How much did copper climb in London trading, according to the article on copper and US-Iran peace hopes?

** PROVIDED TEXT **

________________________________________

Copper Climbs as US-Iran Peace Hopes Boost Metals Rally

Copper is back in focus and this time, it is not just because of China or infrastructure demand. Markets are now reacting to something much bigger: the possibility of easing geopolitical tensions between the US and Iran.

Base metals moved higher after signs emerged that peace talks between Washington and Tehran may finally be making progress. Copper climbed nearly 1% in London trading, while aluminium, zinc and iron ore also advanced. For commodity markets, even a small improvement in geopolitical stability can quickly shift sentiment and that is exactly what happened here.

What stood out was the tone coming from both sides.

Iran indicated that the latest US proposals had narrowed the gap between the two countries. At the same time, US Secretary of State Marco Rubio said there were “some good signs” that an agreement could eventually be reached.

Of course, major issues still remain unresolved.

There are ongoing disagreements around Iran’s uranium stockpile, and concerns over shipping tolls through the Strait of Hormuz continue to be a sticking point. But markets are forward-looking by nature. Even the possibility of reduced tensions in one of the world’s most critical energy corridors was enough to support risk assets globally.

Why metals are holding up so well

What is interesting is that metals have remained surprisingly resilient throughout the broader geopolitical uncertainty over the past few months.

Normally, prolonged conflict or uncertainty tends to pressure industrial commodities. But copper has behaved differently this cycle.

In fact, copper recently touched record highs and the reasons go much deeper than short-term trading activity.

The market is increasingly realizing that future copper demand could significantly outpace supply.

That demand is now being driven by multiple long-term structural themes:

  • Artificial intelligence infrastructure
  • Data centers and power grids
  • Electric vehicles
  • Renewable energy expansion
  • Strategic stockpiling by governments

Every major AI boom still needs physical infrastructure underneath it. More chips, more servers and more data centers all require massive amounts of copper for wiring, cooling and electricity transmission.

The clean energy transition adds another layer of demand. Solar plants, wind farms and EVs all consume far more copper than traditional systems.

At the same time, bringing new copper mines online is becoming slower, more expensive and politically difficult.

That imbalance is what is changing how the market values copper today.

Analysts at Jefferies Financial Group summed it up well when they said copper pricing is no longer just about production costs. It is increasingly about scarcity and supply security.

That is an important shift.

For years, commodities traded largely around marginal cost economics. But in strategic materials like copper, markets are beginning to price in future shortages long before they actually happen.

The bigger picture investors should watch

This rally is not just about one peace negotiation or one week of price action.

It reflects a broader reality:

The world wants rapid electrification, AI expansion and energy transition at the same time, but the raw materials needed to support that future are not scaling fast enough.

That creates a very different setup for commodities compared to the last decade.

Copper especially is starting to look less like a cyclical metal and more like a strategic asset tied directly to global industrial policy and technological growth.

And if geopolitical tensions ease while long-term demand remains strong, metals could continue finding support even at elevated prices.

Right now, the market is telling us something important:

The next phase of the AI and energy transition story may not just belong to chip companies. It may also belong to the materials powering the entire system underneath.

________________________________________

** RECORDS **
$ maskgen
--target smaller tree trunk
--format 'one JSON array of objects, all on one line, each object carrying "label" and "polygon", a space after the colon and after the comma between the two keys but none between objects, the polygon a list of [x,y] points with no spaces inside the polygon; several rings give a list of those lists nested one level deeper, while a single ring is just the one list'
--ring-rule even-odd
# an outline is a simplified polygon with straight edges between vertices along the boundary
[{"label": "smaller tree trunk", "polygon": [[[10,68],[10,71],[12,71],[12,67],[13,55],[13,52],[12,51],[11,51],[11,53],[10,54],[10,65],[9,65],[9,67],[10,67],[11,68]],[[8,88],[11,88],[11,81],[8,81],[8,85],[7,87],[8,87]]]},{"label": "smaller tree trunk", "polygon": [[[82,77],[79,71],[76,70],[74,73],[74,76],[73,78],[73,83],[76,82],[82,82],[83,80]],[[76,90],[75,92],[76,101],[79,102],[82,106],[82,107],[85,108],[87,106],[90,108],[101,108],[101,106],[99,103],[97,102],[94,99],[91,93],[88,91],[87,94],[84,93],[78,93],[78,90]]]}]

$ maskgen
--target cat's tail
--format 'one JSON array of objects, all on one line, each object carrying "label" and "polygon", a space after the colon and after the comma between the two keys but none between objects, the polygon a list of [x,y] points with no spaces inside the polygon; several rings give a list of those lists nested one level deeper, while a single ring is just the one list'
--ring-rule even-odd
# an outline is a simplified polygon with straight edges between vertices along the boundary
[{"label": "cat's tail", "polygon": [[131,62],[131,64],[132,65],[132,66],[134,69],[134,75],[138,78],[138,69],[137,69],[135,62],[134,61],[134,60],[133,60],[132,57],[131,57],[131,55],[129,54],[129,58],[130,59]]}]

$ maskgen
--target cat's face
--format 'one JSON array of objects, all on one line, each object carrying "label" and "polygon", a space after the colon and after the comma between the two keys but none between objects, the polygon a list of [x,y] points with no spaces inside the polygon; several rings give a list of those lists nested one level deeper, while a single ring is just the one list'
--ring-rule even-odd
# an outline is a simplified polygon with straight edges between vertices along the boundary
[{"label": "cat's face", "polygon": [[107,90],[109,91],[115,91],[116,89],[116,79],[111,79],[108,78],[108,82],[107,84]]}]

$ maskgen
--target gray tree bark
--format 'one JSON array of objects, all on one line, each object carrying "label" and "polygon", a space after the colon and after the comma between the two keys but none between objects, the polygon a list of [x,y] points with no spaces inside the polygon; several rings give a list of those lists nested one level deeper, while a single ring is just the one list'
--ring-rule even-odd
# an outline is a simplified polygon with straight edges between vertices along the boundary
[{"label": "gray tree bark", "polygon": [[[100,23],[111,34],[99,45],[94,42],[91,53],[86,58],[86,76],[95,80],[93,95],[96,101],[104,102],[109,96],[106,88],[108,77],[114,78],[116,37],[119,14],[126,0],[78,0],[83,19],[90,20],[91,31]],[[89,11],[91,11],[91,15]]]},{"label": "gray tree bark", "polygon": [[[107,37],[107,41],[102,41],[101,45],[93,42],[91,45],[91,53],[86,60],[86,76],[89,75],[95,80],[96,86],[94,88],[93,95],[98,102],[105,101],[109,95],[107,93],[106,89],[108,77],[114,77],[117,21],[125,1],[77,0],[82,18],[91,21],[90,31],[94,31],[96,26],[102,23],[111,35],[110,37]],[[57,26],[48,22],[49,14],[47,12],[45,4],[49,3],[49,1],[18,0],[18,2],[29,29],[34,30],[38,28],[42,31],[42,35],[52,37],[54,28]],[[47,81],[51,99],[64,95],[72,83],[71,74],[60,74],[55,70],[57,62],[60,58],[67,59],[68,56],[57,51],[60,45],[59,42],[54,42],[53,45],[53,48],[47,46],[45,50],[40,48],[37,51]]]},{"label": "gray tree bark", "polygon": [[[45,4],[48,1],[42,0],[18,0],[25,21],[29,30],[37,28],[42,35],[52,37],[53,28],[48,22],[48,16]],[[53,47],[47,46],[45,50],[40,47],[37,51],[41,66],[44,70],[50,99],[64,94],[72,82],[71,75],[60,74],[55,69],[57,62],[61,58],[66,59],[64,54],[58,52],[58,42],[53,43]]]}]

________________________________________

** RESULT **
Nearly 1%.